**Goal**
Copy out every line of the items below, from the line holding "Label each small" through the line holding "[491,194,513,216]", inclusive, and shift each box coordinate by adding 69 to it. Give only those lines.
---------- Records provided ----------
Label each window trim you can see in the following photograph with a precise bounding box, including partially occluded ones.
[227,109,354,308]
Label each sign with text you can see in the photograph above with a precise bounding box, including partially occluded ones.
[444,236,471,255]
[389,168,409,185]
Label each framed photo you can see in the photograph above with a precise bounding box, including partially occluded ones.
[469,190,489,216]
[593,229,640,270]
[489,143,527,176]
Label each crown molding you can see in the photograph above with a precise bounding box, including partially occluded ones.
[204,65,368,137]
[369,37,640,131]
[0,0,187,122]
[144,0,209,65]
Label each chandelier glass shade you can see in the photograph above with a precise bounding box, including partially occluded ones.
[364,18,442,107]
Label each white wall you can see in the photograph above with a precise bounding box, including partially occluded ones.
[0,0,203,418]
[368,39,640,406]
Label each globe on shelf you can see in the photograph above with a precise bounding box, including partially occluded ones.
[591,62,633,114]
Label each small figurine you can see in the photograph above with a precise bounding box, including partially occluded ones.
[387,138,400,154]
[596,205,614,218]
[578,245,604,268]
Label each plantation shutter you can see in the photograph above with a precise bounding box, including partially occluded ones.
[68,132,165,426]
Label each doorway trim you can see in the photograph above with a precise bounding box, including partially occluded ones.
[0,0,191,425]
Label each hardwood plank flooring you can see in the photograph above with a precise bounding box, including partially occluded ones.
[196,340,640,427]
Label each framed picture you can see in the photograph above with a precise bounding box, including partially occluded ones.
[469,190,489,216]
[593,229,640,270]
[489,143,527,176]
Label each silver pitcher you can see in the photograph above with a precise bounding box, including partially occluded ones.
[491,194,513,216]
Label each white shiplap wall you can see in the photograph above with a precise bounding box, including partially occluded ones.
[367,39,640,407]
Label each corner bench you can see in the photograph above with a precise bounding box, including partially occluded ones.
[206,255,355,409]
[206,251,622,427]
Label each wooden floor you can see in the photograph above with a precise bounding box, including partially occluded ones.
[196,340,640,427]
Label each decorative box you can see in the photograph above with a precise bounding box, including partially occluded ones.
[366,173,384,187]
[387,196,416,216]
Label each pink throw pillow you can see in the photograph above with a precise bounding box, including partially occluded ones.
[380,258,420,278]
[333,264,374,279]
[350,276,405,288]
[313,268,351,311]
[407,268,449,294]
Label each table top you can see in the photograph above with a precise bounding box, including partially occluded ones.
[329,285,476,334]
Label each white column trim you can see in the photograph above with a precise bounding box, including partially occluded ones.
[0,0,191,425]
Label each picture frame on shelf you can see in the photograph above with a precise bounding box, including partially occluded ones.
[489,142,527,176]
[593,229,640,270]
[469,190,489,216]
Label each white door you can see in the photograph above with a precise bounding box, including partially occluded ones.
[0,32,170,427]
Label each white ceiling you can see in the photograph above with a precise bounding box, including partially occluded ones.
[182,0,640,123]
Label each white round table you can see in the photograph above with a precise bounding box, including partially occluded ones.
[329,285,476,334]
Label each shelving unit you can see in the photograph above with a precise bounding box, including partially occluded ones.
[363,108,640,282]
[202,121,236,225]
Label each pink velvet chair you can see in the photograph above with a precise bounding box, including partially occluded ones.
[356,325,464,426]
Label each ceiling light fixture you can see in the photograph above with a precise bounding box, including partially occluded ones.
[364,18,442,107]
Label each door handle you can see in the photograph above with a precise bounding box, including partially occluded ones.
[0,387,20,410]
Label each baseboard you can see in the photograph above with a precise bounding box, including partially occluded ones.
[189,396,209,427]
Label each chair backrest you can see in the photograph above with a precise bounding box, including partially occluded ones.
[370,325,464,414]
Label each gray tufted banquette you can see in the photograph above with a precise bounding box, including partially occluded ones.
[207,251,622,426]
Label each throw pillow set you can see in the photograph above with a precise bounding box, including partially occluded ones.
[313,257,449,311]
----------
**Task solution**
Label each small figurine you can see in the photograph above with a precise bounding box, including partially occluded ones.
[456,207,469,223]
[665,274,683,287]
[647,314,673,337]
Label each plantation shutter you can see in the photograph above with a precise bounding box, including partially occluded ones.
[137,201,234,495]
Label each doorway trim you can see in the photograph above with a precise bounding box, including partially occluded ones.
[69,69,260,494]
Label each hardwood plank flooring you can see in the photograph above with a precise bounding box, including partially occluded ones.
[265,409,709,496]
Label each framed picture you can see in the photograph above with a precise bounding box, including partially occluded ones.
[538,259,558,285]
[662,298,709,339]
[558,212,596,245]
Label each silver pitcher you can see in the photograph above with a precise bounding box, including partially occluded ones.
[560,263,582,285]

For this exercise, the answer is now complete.